Reproduce each of the records below word for word, keeping every line unchanged and in its original order.

START

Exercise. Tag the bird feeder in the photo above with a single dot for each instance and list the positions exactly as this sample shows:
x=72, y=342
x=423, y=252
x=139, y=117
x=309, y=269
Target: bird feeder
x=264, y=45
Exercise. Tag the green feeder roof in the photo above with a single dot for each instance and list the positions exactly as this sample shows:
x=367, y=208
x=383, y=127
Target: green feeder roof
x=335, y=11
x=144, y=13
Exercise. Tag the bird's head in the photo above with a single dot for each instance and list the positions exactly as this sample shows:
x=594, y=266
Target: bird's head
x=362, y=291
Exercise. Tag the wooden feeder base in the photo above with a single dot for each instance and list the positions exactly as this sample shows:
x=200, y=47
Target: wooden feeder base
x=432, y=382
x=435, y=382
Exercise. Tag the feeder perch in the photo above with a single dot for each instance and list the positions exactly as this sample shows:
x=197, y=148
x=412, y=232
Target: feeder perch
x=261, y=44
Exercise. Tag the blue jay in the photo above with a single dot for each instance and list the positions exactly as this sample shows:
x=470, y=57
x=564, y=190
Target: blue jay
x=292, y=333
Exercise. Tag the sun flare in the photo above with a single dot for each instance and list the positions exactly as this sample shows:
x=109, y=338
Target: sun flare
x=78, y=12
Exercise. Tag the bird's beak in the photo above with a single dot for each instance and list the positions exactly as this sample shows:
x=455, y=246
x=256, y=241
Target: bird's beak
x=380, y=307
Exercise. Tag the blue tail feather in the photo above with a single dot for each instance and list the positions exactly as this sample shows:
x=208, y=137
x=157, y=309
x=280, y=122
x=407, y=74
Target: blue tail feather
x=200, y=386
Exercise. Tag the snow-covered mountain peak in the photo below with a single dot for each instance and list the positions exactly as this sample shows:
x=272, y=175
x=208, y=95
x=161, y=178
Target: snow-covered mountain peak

END

» **Task answer**:
Exercise. Tag the bird feeder in the photo above with a single dot for each instance and list the positions exactly as this sample shows:
x=72, y=342
x=423, y=252
x=139, y=117
x=309, y=269
Target: bird feeder
x=264, y=45
Exercise. Tag the green feeder roof in the photo above with a single dot for each instance and list the positions exactly as this sample shows:
x=367, y=208
x=383, y=127
Target: green feeder roof
x=335, y=11
x=144, y=13
Exercise. Tag the bird's head in the photo above with a single dot for each instance and list the positions exactly as this sample shows:
x=594, y=266
Target: bird's head
x=362, y=291
Exercise. Tag the wooden feeder base in the photo above with a single dot for each instance and list the positions exactly as this sample shows:
x=200, y=47
Target: wooden feeder base
x=432, y=382
x=435, y=382
Exercise. Tag the feeder perch in the photo above with a single dot for each instance and list the positions exactly as this sample shows:
x=197, y=148
x=412, y=232
Target: feeder perch
x=261, y=44
Exercise. Tag the blue jay in the photo above with a single dot for each instance and list the positions exactly as this sample shows:
x=470, y=57
x=564, y=190
Target: blue jay
x=292, y=333
Exercise. Tag the sun flare in the photo above with a single dot for each instance and list the positions exactly as this sample shows:
x=109, y=338
Target: sun flare
x=78, y=12
Exercise. Tag the bird's beak in the photo above with a single dot for each instance and list the positions exactly as this sample shows:
x=455, y=246
x=256, y=241
Target: bird's beak
x=380, y=307
Exercise. Tag the blue tail feather in the photo above with a single dot for each instance and list the positions exactly as this sample shows:
x=208, y=137
x=157, y=309
x=280, y=122
x=407, y=74
Target: blue tail feather
x=200, y=386
Exercise. Tag the snow-covered mountain peak in the photo below with a single dot for each instance and list the positions exactly as this sample shows:
x=272, y=175
x=208, y=95
x=161, y=178
Target: snow-covered mountain peak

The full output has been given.